To be done> Put every line from the start of the records through the line holding "pixel 124 255", inclusive, into a Markdown table with the columns No. and Line, numbering the rows and omitting blank lines.

Given records>
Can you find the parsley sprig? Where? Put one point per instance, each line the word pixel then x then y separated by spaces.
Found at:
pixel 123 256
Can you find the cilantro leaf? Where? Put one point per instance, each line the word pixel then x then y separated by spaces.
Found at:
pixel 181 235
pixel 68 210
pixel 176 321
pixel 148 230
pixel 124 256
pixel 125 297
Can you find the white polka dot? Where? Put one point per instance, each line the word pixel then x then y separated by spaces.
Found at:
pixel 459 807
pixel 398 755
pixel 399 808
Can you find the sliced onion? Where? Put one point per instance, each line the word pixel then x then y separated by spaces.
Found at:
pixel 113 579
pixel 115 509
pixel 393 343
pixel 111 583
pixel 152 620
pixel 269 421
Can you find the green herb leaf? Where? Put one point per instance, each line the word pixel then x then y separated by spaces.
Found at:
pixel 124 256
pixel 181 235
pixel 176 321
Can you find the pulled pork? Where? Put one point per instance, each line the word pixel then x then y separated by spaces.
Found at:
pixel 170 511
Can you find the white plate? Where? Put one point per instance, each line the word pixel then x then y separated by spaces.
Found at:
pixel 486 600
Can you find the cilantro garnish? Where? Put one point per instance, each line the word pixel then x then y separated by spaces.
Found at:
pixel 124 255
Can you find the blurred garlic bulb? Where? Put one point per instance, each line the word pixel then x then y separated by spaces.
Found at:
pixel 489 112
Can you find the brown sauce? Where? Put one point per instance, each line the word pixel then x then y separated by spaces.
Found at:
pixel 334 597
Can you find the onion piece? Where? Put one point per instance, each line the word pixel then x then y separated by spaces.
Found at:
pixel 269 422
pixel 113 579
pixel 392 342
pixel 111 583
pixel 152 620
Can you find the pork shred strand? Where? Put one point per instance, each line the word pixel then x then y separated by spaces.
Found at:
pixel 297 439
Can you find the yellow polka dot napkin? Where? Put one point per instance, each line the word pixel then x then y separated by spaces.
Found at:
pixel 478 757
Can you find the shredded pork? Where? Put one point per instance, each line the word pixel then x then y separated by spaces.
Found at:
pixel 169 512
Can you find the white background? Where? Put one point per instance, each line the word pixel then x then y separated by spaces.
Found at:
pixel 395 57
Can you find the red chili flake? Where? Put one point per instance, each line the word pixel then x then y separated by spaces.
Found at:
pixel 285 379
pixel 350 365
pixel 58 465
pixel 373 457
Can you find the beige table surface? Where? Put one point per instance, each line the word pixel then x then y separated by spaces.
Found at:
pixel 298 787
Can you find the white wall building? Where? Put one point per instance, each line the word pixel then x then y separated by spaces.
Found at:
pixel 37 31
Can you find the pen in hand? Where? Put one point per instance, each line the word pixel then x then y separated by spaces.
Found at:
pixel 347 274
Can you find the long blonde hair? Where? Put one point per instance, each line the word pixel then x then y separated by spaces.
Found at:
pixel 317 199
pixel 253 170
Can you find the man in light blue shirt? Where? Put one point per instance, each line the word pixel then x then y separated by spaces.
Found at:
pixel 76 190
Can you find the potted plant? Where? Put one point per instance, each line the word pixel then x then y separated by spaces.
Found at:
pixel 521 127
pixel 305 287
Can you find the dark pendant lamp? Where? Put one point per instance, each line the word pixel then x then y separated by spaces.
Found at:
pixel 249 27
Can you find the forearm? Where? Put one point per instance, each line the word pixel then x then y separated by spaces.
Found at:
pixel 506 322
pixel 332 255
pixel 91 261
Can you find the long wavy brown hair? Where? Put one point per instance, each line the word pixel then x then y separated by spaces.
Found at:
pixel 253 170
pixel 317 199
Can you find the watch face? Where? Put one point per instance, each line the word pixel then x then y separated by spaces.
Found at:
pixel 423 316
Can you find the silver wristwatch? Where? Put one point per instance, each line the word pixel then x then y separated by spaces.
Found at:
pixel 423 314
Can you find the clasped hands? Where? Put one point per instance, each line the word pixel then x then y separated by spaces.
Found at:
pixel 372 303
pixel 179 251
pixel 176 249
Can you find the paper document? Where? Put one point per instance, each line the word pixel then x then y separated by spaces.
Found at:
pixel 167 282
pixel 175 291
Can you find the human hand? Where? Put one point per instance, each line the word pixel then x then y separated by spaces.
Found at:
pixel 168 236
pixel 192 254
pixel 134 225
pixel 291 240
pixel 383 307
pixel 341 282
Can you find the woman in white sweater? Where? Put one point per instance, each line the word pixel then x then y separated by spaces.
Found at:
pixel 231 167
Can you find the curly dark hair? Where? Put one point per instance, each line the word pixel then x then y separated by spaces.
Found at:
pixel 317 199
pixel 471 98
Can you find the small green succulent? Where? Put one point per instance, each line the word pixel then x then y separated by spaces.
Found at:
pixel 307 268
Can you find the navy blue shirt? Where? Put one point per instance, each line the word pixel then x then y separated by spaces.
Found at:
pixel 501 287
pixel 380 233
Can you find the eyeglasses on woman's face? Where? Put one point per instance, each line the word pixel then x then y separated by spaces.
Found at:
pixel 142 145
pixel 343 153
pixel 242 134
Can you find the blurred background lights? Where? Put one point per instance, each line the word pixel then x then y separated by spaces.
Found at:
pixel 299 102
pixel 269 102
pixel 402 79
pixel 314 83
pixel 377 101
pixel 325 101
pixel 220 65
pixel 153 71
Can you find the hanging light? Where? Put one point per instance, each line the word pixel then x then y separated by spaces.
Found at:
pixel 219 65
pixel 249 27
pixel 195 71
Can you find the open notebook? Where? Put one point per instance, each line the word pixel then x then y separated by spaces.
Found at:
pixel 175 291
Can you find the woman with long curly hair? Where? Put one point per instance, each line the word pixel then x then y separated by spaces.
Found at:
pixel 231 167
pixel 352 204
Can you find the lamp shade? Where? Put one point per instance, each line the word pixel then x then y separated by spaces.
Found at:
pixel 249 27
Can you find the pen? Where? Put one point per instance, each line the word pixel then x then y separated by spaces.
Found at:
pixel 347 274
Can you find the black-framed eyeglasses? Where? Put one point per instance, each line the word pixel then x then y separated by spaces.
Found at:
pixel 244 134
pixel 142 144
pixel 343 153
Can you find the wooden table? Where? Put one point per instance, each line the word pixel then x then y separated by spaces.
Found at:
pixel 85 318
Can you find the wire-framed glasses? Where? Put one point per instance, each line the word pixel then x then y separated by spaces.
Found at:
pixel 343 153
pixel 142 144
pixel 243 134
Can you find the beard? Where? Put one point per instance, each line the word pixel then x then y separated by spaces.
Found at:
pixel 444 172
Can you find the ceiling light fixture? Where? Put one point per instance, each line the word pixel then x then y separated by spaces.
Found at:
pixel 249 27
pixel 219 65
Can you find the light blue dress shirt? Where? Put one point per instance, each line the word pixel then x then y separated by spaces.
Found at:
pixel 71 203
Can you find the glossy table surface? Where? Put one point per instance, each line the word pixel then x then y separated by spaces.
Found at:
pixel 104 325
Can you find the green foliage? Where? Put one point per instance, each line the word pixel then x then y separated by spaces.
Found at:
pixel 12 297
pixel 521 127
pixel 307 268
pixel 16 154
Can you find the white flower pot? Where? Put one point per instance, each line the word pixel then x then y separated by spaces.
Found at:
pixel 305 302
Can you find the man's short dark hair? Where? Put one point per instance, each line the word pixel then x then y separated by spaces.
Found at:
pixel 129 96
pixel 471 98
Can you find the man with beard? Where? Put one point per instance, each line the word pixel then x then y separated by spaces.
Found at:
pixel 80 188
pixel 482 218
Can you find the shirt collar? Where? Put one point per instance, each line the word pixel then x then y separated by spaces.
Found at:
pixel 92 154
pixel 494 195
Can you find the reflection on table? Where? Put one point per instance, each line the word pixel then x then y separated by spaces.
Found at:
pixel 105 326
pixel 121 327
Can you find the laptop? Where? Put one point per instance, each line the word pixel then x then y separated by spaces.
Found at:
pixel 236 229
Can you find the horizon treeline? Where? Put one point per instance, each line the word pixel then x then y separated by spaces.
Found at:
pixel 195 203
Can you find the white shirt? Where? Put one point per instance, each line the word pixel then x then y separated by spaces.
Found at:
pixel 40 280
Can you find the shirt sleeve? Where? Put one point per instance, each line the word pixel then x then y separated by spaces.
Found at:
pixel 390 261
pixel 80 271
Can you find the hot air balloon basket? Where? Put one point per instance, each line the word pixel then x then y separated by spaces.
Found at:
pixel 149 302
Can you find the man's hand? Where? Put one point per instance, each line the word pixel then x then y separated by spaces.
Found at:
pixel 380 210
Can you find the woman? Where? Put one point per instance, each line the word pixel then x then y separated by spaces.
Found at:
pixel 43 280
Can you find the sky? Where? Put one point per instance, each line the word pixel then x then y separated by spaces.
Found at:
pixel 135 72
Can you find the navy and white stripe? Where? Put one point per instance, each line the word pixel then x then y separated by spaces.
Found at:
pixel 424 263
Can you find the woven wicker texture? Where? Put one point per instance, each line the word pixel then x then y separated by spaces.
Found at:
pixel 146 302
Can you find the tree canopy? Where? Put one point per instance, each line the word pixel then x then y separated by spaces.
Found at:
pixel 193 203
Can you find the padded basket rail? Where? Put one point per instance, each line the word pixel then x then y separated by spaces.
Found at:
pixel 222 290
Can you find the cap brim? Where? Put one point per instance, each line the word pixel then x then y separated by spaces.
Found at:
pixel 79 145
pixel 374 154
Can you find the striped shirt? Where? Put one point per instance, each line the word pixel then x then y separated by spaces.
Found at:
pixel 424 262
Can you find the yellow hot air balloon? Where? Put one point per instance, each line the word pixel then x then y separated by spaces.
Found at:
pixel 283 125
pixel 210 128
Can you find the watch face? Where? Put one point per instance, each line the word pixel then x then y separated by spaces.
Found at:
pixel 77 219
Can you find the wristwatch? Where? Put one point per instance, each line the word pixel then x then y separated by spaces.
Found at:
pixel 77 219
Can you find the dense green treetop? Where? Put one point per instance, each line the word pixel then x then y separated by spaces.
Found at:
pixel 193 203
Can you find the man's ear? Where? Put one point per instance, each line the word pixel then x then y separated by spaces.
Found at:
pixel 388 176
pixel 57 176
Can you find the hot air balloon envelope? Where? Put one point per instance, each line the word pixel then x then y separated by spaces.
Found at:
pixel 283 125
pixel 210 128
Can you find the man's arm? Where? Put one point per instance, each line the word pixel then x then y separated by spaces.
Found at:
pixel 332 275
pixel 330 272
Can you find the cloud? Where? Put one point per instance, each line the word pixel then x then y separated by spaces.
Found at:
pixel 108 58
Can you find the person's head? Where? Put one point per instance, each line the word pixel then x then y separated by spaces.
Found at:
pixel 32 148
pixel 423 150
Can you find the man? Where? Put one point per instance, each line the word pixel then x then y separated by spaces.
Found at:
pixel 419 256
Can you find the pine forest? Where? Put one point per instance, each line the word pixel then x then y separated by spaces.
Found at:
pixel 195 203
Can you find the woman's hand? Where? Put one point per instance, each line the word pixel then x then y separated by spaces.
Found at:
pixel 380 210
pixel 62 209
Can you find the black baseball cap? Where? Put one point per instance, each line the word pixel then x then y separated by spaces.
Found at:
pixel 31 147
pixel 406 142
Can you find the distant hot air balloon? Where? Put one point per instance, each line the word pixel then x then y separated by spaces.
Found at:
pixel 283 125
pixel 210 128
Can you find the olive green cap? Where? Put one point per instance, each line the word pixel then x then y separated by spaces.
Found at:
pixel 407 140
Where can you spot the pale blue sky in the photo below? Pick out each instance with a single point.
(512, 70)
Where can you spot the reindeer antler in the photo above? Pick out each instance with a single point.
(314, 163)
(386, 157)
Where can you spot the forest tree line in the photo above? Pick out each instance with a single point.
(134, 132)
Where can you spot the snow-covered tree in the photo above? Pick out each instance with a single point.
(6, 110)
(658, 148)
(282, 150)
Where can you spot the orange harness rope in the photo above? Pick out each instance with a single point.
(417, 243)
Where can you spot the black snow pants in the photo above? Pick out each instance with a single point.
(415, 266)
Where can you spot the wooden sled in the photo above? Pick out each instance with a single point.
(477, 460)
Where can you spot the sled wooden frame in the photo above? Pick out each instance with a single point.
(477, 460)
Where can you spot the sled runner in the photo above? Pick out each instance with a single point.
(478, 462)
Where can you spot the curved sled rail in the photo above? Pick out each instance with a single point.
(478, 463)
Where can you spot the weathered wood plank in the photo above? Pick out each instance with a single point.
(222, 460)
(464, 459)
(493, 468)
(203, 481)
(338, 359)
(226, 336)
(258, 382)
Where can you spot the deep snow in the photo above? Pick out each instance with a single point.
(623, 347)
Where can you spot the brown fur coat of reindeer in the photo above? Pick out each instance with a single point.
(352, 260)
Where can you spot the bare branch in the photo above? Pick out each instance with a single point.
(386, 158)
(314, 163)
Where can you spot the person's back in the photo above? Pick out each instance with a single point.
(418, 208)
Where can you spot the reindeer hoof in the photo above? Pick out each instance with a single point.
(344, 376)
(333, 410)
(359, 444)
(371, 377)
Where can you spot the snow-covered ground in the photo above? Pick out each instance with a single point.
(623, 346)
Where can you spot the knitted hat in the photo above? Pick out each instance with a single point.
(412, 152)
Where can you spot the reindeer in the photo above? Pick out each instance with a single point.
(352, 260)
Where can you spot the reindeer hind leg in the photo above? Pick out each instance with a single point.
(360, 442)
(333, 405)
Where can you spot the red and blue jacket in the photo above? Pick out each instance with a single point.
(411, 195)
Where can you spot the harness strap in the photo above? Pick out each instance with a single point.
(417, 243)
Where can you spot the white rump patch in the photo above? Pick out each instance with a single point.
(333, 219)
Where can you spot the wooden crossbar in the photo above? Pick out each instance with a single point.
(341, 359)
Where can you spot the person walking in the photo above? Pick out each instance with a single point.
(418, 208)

Right answer>
| No. | Line |
|---|---|
| 1 | Can you find the parsley sprig? Where? Put one point per instance, each line the word pixel then x then y separated by spaces. |
| 2 | Found at: |
| 3 | pixel 123 256 |
| 4 | Can you find the cilantro leaf? Where? Put one point per instance, each line the word pixel then x then y separated by spaces. |
| 5 | Found at: |
| 6 | pixel 181 235 |
| 7 | pixel 68 210 |
| 8 | pixel 176 321 |
| 9 | pixel 148 230 |
| 10 | pixel 124 256 |
| 11 | pixel 125 297 |
| 12 | Can you find the white polka dot? Where? Put one point per instance, each line the word pixel then x then y separated by spaces. |
| 13 | Found at: |
| 14 | pixel 459 807 |
| 15 | pixel 398 755 |
| 16 | pixel 399 808 |
| 17 | Can you find the sliced onion? Where? Put one point per instance, each line the word pixel then x then y separated by spaces. |
| 18 | Found at: |
| 19 | pixel 113 579 |
| 20 | pixel 115 509 |
| 21 | pixel 393 343 |
| 22 | pixel 111 583 |
| 23 | pixel 152 620 |
| 24 | pixel 269 421 |
| 25 | Can you find the green herb leaf? Where? Put one point per instance, each line the word pixel then x then y separated by spaces. |
| 26 | Found at: |
| 27 | pixel 124 256 |
| 28 | pixel 181 235 |
| 29 | pixel 176 321 |
| 30 | Can you find the pulled pork? Where? Put one point per instance, each line the word pixel then x then y separated by spaces. |
| 31 | Found at: |
| 32 | pixel 170 511 |
| 33 | Can you find the white plate? Where? Put one point per instance, each line the word pixel then x then y separated by spaces. |
| 34 | Found at: |
| 35 | pixel 486 600 |
| 36 | Can you find the cilantro garnish? Where? Put one point per instance, each line the word pixel then x then y separated by spaces. |
| 37 | Found at: |
| 38 | pixel 124 255 |